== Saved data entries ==
:::::
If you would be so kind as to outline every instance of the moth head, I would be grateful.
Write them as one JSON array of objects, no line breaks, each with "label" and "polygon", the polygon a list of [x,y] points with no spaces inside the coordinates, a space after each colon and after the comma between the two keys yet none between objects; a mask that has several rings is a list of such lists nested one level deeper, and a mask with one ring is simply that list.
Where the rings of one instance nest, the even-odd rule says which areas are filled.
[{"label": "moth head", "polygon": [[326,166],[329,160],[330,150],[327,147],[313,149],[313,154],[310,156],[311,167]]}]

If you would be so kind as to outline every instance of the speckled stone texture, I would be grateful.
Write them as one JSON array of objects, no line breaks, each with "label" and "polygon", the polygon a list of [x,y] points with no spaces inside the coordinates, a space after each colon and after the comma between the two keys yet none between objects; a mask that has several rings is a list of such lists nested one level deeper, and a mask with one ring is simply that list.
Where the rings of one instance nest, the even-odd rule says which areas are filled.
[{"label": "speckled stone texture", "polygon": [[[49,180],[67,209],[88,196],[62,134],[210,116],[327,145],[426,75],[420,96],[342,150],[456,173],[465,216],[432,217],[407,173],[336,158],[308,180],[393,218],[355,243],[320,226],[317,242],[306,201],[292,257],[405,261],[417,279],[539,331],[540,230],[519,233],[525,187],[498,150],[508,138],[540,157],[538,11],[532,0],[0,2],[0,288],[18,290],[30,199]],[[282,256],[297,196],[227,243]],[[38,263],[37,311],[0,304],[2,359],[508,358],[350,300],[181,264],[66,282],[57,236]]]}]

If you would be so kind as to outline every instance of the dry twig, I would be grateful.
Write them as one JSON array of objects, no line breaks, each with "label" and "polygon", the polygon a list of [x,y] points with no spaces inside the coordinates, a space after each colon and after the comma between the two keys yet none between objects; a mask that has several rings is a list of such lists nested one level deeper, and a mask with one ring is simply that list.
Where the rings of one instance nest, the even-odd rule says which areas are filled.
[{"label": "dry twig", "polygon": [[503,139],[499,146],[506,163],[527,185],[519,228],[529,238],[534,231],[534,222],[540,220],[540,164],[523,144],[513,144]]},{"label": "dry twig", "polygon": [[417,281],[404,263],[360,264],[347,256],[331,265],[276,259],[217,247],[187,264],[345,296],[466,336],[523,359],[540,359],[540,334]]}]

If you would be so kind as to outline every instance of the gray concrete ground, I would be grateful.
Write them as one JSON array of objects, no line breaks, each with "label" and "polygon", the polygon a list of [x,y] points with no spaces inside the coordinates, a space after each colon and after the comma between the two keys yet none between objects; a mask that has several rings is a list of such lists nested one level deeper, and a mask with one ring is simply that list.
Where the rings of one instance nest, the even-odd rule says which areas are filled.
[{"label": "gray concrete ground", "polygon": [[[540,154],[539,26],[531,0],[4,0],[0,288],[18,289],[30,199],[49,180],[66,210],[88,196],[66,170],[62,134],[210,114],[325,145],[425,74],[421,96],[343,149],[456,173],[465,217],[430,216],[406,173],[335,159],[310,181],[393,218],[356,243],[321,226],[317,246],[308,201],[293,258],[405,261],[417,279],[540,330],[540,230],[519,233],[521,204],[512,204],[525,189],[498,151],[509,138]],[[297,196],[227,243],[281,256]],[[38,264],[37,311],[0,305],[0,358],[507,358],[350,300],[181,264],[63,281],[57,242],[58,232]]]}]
:::::
== WHAT YOU NEED TO DO ==
Once more, print all the records exactly.

== RESPONSE BELOW ==
If you would be so kind as to outline every instance of the moth head, I would be grateful.
Write them as one JSON array of objects, no line breaks, each with "label" and "polygon", the polygon a list of [x,y] points with no spaces inside the coordinates, a space after each colon and after the comma between the two keys yet none between objects; a mask that has several rings is a list of such lists nested one level deeper, and a mask with one ring is simply that list.
Where the rings of one instance nest, the even-odd rule says which areas are filled.
[{"label": "moth head", "polygon": [[326,166],[329,160],[330,150],[327,147],[313,149],[313,154],[310,156],[311,167]]}]

If you would be so kind as to outline every instance of the speckled stone texture, I would be grateful.
Write them as one JSON array of objects, no line breaks, each with "label" and "polygon", the polygon a list of [x,y] points with no spaces inside the coordinates, a space after each colon and after the comma between the two keys yet none between objects; a mask that has several rings is a list of such lists nested one level deeper, and a mask with one ring is simply that list.
Where the rings of one instance nest, the even-odd rule says which areas are filled.
[{"label": "speckled stone texture", "polygon": [[[49,180],[67,209],[88,196],[62,134],[210,116],[327,145],[426,75],[420,96],[342,150],[456,173],[465,216],[432,217],[407,173],[336,158],[308,180],[393,218],[355,243],[320,226],[317,242],[306,201],[292,257],[405,261],[417,279],[539,331],[540,230],[519,233],[525,187],[498,150],[508,138],[540,157],[538,11],[532,0],[0,2],[0,288],[18,290],[30,199]],[[282,256],[297,196],[227,243]],[[38,263],[37,311],[0,304],[2,359],[508,358],[350,300],[181,264],[66,282],[57,236]]]}]

If you would be so kind as to outline every instance of the dry twig, I would be grateful.
Write them as one JSON array of objects, no line breaks, each with "label" and "polygon", the polygon a list of [x,y] points with no spaces inside the coordinates, a space after each colon and after the comma between the two keys yet none between objects; a mask that has several rings is a list of such lists nested one level deeper, and a mask with one ring is simply that list.
Where the rings of one instance nest, the even-odd rule says which areas are filled.
[{"label": "dry twig", "polygon": [[503,139],[499,146],[506,163],[527,185],[519,228],[529,238],[534,231],[534,222],[540,220],[540,164],[523,144],[513,144]]},{"label": "dry twig", "polygon": [[417,281],[404,263],[360,264],[347,256],[331,265],[276,259],[217,247],[187,264],[345,296],[466,336],[523,359],[540,359],[540,334]]}]

If you would be so kind as to outline every instance of the gray concrete ground, I would be grateful.
Write them as one JSON array of objects, no line breaks, each with "label" and "polygon", the polygon a list of [x,y] points with no spaces inside the coordinates, a space after each colon and after the comma between the two keys yet none between objects; a mask that has several rings is a list of such lists nested one level deeper, and a mask with one ring is simply that list.
Where the rings of one instance nest, the even-odd rule says which areas are filled.
[{"label": "gray concrete ground", "polygon": [[[540,154],[539,26],[531,0],[4,0],[0,288],[18,289],[30,199],[49,180],[66,210],[88,196],[66,170],[62,134],[210,114],[325,145],[425,74],[421,96],[343,149],[456,173],[465,217],[430,216],[406,173],[335,159],[310,181],[393,218],[356,243],[321,226],[317,246],[308,201],[293,258],[405,261],[417,279],[540,330],[540,230],[519,233],[521,204],[512,204],[525,189],[498,151],[509,138]],[[297,196],[227,243],[281,256]],[[38,264],[37,311],[0,305],[0,358],[507,358],[350,300],[181,264],[63,281],[57,242],[58,232]]]}]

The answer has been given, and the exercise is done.